• [Alıştırma Hedefi] Tottenham ve Postecoglou hakkındaki metinde "Kane’in ayrılmasının ve" ile başlayıp "vurmuş olsa da...)." ile biten bölümü harfi harfine yeniden yazın.

═════ Sayfa

Kane’in ayrılmasının ve yerine santrfor pozisyonuna direkt olarak ekleme yapılmamasının taraftarlar ve futbol kamuoyu nezdinde Tottenham’dan ve Postecoglou’ndan beklentiyi düşürdüğünü söylemek mümkündü. Dolayısıyla Postecoglou, sezon öncesi tabloya göre baktığımızda bu sezonu ilk dördün dışında bitirse de oyun olarak bir şeyler vadettiği sürece başarısız olarak görülmeyecekti. Ancak Yunan asıllı Avustralyalı teknik adam, ilk sekiz haftalık süreçte hem namağlup ilerlemeyi hem de oldukça başarılı bir futbol oynatmayı başardı. Tottenham bu süreçte Kuzey Londra derbisinde Arsenal deplasmanından beraberlikle ayrıldı ve yeni stadyumunda Liverpool’u ilk kez mağlup etmeyi başardı (Her ne kadar bu maça, VAR’ın Liverpool aleyhine verdiği hatalı kararı damga vurmuş olsa da...).

══════════
═════ Sağlanan Öğeler

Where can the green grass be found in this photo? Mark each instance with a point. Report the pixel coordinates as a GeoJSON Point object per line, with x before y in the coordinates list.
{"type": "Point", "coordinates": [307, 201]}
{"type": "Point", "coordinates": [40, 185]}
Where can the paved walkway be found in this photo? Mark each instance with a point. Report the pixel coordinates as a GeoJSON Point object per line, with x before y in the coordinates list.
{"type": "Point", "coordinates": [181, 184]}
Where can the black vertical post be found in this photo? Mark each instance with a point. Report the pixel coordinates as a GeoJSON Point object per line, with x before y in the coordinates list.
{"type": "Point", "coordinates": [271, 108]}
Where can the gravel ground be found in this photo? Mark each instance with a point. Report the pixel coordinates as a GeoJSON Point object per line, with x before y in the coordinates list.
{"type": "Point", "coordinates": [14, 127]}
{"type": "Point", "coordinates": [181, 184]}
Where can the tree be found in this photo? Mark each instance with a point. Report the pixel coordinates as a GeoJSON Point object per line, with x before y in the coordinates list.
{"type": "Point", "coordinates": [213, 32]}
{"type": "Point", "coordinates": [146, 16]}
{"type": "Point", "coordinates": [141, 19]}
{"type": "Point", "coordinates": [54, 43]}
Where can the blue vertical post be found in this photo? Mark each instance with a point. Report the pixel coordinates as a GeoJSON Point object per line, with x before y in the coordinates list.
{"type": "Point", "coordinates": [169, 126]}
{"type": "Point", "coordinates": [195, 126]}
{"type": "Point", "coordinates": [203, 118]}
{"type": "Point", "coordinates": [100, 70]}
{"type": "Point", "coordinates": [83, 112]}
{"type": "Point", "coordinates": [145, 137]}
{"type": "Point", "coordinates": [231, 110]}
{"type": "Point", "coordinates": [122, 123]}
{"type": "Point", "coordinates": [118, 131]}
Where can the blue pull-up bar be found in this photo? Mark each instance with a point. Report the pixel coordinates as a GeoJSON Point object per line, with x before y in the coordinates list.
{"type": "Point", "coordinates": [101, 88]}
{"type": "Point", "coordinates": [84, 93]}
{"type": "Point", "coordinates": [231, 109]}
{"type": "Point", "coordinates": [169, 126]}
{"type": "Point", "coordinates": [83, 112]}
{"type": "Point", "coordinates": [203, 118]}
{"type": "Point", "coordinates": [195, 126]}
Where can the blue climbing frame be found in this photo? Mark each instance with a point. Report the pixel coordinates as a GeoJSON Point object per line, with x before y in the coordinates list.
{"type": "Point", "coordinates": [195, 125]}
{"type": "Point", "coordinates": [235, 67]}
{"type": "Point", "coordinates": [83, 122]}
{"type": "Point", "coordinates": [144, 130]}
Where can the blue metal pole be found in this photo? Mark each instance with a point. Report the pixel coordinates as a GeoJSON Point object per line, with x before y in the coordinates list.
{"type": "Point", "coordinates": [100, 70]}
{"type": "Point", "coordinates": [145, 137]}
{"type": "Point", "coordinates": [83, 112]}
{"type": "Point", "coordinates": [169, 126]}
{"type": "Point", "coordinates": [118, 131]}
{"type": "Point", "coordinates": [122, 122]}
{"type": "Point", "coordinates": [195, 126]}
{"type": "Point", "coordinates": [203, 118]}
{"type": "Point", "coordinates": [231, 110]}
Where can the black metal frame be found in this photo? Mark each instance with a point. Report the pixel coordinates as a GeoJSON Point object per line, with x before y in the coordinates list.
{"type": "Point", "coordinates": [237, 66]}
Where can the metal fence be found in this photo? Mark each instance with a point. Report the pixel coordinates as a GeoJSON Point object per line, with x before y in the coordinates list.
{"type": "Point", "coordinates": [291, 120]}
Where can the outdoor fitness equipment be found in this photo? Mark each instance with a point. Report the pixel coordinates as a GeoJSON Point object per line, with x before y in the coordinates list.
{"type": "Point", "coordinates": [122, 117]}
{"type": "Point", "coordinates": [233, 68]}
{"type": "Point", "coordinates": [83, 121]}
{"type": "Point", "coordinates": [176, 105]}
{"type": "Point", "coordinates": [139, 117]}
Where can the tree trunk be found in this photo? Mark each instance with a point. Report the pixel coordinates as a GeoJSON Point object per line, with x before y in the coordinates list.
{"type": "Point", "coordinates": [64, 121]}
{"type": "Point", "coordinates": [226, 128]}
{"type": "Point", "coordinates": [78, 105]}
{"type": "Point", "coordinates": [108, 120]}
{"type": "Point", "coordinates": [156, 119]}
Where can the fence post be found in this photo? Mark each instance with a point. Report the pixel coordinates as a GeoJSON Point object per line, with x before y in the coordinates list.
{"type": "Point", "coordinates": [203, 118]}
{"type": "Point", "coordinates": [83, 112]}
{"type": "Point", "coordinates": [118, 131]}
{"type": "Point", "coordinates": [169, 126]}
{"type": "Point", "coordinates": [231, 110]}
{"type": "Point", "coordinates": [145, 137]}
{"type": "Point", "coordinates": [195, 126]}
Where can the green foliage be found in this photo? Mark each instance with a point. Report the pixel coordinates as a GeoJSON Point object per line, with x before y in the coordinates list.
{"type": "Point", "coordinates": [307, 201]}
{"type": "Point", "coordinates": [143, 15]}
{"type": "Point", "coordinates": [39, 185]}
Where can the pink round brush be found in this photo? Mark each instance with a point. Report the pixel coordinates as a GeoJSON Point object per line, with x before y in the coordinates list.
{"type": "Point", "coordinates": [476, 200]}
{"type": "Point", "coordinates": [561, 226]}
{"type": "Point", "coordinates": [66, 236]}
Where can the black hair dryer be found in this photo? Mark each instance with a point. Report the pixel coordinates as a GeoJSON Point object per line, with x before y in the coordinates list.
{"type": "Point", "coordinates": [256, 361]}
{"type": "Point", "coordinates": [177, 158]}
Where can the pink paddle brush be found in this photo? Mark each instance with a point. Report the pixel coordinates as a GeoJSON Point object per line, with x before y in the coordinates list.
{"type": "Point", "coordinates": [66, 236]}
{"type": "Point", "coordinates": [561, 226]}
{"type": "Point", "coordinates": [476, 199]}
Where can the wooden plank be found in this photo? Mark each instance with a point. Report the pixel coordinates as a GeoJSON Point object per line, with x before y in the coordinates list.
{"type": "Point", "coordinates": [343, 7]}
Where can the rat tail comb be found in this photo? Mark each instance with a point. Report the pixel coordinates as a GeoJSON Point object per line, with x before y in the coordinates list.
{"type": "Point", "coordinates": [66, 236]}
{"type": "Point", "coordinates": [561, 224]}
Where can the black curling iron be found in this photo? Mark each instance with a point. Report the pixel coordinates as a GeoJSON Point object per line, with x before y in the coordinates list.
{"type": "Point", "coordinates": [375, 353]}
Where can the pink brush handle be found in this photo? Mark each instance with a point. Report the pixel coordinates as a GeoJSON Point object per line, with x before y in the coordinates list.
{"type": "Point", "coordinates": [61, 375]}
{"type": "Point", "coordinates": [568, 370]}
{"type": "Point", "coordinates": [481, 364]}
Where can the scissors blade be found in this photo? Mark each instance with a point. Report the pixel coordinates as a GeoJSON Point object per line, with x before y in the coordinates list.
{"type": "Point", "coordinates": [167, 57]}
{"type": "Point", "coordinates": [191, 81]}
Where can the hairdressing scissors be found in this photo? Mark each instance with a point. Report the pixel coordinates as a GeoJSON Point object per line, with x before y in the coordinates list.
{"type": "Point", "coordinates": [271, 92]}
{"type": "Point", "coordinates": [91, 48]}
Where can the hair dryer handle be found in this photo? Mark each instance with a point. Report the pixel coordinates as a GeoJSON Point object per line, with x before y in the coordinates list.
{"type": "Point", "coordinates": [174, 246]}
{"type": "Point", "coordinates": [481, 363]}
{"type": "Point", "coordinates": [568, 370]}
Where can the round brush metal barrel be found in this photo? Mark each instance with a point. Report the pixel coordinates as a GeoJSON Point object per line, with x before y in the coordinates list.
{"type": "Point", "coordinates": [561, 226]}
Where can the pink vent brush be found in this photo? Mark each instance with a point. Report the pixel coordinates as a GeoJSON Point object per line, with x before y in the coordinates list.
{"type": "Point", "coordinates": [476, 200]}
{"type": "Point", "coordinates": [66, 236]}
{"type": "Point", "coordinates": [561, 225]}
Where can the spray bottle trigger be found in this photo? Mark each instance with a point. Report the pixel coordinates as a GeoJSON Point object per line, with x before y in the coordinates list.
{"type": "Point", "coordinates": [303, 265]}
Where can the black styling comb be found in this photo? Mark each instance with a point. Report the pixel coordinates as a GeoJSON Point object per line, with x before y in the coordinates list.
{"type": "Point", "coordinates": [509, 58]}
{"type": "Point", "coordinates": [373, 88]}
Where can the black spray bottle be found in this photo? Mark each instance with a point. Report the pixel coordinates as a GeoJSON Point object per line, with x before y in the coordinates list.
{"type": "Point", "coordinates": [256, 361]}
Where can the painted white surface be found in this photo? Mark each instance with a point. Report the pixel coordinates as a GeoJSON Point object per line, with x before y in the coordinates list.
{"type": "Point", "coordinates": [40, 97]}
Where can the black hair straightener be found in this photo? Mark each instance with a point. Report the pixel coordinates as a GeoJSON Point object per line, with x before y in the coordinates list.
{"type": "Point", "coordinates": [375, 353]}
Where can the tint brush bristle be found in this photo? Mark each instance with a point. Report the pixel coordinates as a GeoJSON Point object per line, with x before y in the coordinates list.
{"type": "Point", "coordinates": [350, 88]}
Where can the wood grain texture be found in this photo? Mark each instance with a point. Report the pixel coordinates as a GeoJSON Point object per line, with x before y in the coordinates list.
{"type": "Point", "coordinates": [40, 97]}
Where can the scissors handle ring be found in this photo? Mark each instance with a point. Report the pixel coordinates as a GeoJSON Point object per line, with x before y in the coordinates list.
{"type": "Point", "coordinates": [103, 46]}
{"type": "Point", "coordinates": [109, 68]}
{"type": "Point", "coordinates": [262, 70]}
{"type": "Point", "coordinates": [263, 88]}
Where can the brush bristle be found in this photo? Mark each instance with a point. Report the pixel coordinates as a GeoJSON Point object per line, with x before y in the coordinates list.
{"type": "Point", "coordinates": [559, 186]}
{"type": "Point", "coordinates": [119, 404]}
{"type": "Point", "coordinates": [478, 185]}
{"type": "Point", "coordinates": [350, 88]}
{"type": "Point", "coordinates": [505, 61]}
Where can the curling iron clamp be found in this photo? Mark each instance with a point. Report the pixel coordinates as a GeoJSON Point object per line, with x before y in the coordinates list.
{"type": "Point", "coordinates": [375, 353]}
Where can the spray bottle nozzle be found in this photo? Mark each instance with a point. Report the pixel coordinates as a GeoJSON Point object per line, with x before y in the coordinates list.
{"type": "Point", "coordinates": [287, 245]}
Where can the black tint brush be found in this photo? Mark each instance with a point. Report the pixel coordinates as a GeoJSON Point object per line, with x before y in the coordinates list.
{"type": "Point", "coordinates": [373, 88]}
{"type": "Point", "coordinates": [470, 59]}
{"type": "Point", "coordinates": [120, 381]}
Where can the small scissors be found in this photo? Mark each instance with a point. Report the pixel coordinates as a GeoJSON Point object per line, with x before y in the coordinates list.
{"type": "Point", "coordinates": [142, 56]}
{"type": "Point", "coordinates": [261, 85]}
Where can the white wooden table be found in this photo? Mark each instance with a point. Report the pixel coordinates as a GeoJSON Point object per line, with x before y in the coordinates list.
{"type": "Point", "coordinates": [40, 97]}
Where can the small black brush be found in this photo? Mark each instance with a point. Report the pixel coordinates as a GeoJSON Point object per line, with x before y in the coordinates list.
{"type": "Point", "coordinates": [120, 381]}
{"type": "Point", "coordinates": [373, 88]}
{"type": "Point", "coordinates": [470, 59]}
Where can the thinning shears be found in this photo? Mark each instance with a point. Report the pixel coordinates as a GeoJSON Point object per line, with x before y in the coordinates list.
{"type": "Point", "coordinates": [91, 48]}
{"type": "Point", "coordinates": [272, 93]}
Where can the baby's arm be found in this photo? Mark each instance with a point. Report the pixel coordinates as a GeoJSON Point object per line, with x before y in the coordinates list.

══════════

• [Alıştırma Yanıtı]
Kane’in ayrılmasının ve yerine santrfor pozisyonuna direkt olarak ekleme yapılmamasının taraftarlar ve futbol kamuoyu nezdinde Tottenham’dan ve Postecoglou’ndan beklentiyi düşürdüğünü söylemek mümkündü. Dolayısıyla Postecoglou, sezon öncesi tabloya göre baktığımızda bu sezonu ilk dördün dışında bitirse de oyun olarak bir şeyler vadettiği sürece başarısız olarak görülmeyecekti. Ancak Yunan asıllı Avustralyalı teknik adam, ilk sekiz haftalık süreçte hem namağlup ilerlemeyi hem de oldukça başarılı bir futbol oynatmayı başardı. Tottenham bu süreçte Kuzey Londra derbisinde Arsenal deplasmanından beraberlikle ayrıldı ve yeni stadyumunda Liverpool’u ilk kez mağlup etmeyi başardı (Her ne kadar bu maça, VAR’ın Liverpool aleyhine verdiği hatalı kararı damga vurmuş olsa da...).